**Action item**
Restate all the entries exactly as they appear, apart from the pictures.

**Entries shown**
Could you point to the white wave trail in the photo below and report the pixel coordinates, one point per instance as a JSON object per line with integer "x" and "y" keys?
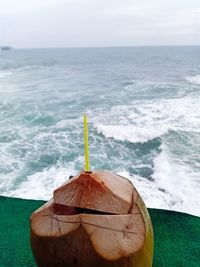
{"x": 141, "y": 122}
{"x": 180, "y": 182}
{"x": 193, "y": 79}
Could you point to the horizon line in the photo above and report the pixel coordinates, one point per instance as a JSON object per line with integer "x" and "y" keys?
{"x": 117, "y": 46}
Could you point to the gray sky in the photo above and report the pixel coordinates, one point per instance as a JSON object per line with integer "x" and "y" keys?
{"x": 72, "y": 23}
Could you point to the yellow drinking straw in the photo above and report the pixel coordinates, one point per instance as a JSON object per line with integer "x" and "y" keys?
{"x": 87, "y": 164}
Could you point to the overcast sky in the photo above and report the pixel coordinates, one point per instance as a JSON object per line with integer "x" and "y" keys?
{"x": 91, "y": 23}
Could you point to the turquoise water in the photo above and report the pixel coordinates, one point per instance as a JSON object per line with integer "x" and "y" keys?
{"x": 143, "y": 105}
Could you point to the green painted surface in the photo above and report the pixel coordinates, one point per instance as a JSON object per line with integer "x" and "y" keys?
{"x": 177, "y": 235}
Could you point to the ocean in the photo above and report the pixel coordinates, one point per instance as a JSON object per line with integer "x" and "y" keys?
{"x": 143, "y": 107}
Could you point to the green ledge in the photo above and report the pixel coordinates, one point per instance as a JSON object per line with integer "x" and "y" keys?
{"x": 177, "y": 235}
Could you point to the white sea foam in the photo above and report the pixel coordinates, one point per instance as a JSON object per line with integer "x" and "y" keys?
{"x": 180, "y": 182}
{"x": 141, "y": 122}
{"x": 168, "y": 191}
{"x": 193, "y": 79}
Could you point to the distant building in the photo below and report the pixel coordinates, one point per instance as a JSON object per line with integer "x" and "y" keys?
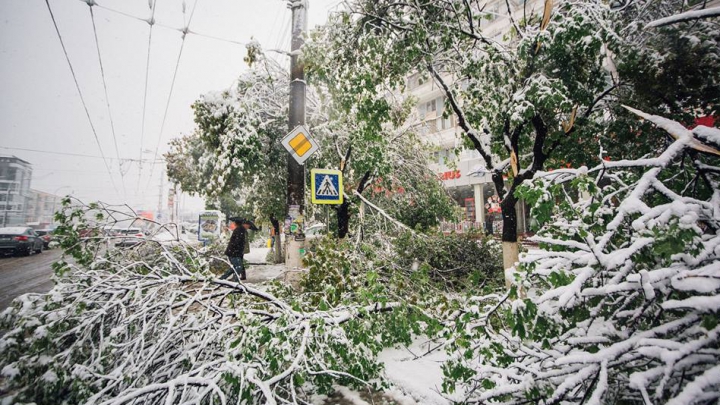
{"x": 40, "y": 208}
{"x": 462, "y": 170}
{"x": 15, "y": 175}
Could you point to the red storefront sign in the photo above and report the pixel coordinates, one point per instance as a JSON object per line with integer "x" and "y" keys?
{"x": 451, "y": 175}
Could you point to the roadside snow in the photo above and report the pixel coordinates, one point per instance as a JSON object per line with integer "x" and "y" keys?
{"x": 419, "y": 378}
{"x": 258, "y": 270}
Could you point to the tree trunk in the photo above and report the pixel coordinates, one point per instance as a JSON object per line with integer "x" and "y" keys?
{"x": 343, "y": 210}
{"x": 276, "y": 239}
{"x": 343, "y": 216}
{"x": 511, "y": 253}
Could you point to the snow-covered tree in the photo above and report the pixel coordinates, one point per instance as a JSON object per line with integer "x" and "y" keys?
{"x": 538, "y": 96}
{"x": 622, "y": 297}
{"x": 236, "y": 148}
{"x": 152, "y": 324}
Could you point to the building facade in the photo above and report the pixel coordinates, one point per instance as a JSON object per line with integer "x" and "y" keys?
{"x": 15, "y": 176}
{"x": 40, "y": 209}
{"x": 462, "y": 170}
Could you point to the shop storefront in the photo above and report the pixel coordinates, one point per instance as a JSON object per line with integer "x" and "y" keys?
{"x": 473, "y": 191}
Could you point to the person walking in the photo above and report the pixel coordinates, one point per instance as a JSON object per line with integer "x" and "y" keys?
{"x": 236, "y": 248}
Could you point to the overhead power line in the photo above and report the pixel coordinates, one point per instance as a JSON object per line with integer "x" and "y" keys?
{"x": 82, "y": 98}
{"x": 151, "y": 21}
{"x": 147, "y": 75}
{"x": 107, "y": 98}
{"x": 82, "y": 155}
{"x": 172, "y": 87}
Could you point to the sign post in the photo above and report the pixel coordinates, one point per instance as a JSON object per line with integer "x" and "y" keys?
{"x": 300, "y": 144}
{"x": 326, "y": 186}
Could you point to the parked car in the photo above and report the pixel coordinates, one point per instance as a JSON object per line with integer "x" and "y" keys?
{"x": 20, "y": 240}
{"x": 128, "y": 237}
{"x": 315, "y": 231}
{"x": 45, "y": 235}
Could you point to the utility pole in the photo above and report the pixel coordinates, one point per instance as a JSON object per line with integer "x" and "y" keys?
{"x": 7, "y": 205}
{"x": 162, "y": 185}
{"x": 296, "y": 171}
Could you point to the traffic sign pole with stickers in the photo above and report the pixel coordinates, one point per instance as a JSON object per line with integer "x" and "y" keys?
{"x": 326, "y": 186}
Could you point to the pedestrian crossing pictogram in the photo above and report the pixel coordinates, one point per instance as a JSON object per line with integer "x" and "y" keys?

**Answer to this task**
Could you point to the white wave trail in the photo below and report the pixel coordinates, one point per instance as a JSON object per line with integer "x" and "y" keys?
{"x": 141, "y": 122}
{"x": 180, "y": 182}
{"x": 193, "y": 79}
Could you point to the horizon line in the photo above and report the pixel coordinates, one point per instance as a JSON object per line with integer "x" and "y" keys?
{"x": 117, "y": 46}
Could you point to the gray sky in the photo above and report the pixel coordinates, one point per instance as a JSON object per line with integer "x" and "y" keys?
{"x": 72, "y": 23}
Could you point to the yellow drinking straw in the photo above and report the pixel coordinates, one point per instance as a JSON object per line with integer "x" and "y" keys?
{"x": 87, "y": 164}
Could you point to the overcast sky in the photo above and report the pixel coordinates, one point per instance as a JSON object per line with integer "x" and "y" keys?
{"x": 91, "y": 23}
Could you point to the turquoise water in the photo above and report the pixel coordinates, one point per instance as a JSON object per line with integer "x" and "y" keys?
{"x": 143, "y": 105}
Could you point to the green painted surface in the photo above and report the pixel coordinates, one point per instance as a JSON object per line with integer "x" and "y" keys?
{"x": 177, "y": 235}
Could you point to the ocean in the photo above and report the pixel coordinates, one point per instance as a JSON object per line with integer "x" and "y" keys?
{"x": 143, "y": 107}
Could you point to the green ledge in the photo above and report the pixel coordinates, one point per instance as a JSON object per line with integer "x" and "y" keys?
{"x": 177, "y": 235}
Could you point to the white sea foam in the photo above and report the pixel coordinates, one point per instance as a JSON object per line with integer "x" and "y" keys?
{"x": 180, "y": 182}
{"x": 141, "y": 122}
{"x": 168, "y": 191}
{"x": 193, "y": 79}
Could you point to the distant building in the photo below and report the pixel coordinates, one point per instance as a JSON object per line with integer "x" and "y" keys?
{"x": 40, "y": 208}
{"x": 462, "y": 170}
{"x": 15, "y": 175}
Could you point to the red storefront sign in the photo above and report the pixel coordinates, one point per instance as a JSON object per line with integer "x" and "y" keys?
{"x": 451, "y": 175}
Could you point to the roadside snow in the photo above and report the pixel coordinates, one point per instance as a JSON object per line with integer "x" and "y" keys?
{"x": 419, "y": 378}
{"x": 258, "y": 270}
Could you point to the tree trunk in the photo above and report the pixel coordinates, one point per instance as a JSON object per line with integer "x" and "y" keys?
{"x": 343, "y": 210}
{"x": 276, "y": 239}
{"x": 343, "y": 216}
{"x": 511, "y": 253}
Could you point to the snow-covered tree in the photo above and report the pixel coordinates, one point per instance as a JSON object per line with integer "x" and "y" keys?
{"x": 538, "y": 96}
{"x": 622, "y": 297}
{"x": 236, "y": 148}
{"x": 152, "y": 324}
Could you point to the building facade in the photo above and report the pixel coordinates, one point per instance as a JSON object per line with integer "x" and "y" keys?
{"x": 15, "y": 176}
{"x": 40, "y": 209}
{"x": 462, "y": 170}
Could you point to the shop storefront in the photo above and report the pixel coordinates, one point per instance as a JSON object per line with integer "x" and "y" keys?
{"x": 473, "y": 191}
Could you point to the person walking in the photo above and report the pixel coordinates, one point per instance as a JSON object per line with integer "x" and "y" keys?
{"x": 236, "y": 248}
Could you point to the overhead power line in the photo above and report the pixel coordinates, one point per instance as a JSON object per line with integer "x" and "y" keys?
{"x": 82, "y": 98}
{"x": 151, "y": 21}
{"x": 147, "y": 75}
{"x": 107, "y": 98}
{"x": 82, "y": 155}
{"x": 172, "y": 87}
Could you point to the sign post in the photo above and report the pixel coordinates, one point per instance as a JSON object per line with integer "x" and "y" keys?
{"x": 300, "y": 144}
{"x": 326, "y": 186}
Could you point to the parked car in the photo above and report the pixel coordinates, one point per instance as a JSON object per line with integer "x" and "y" keys?
{"x": 20, "y": 240}
{"x": 128, "y": 237}
{"x": 315, "y": 231}
{"x": 45, "y": 235}
Could you point to the utility pole in the photo above and report the pixel coordinates, one point per instance as a JSON object per line with integer "x" and "y" keys?
{"x": 7, "y": 205}
{"x": 162, "y": 185}
{"x": 296, "y": 171}
Could you point to the traffic sign pole with stickers in the photo above and report the pixel coordinates, one point per instance as a JSON object per line with integer "x" and "y" keys?
{"x": 326, "y": 186}
Could you point to the pedestrian crossing pictogram in the photo above and report the pixel coordinates, one point per instance as a JSON object per line with integer "x" and "y" keys?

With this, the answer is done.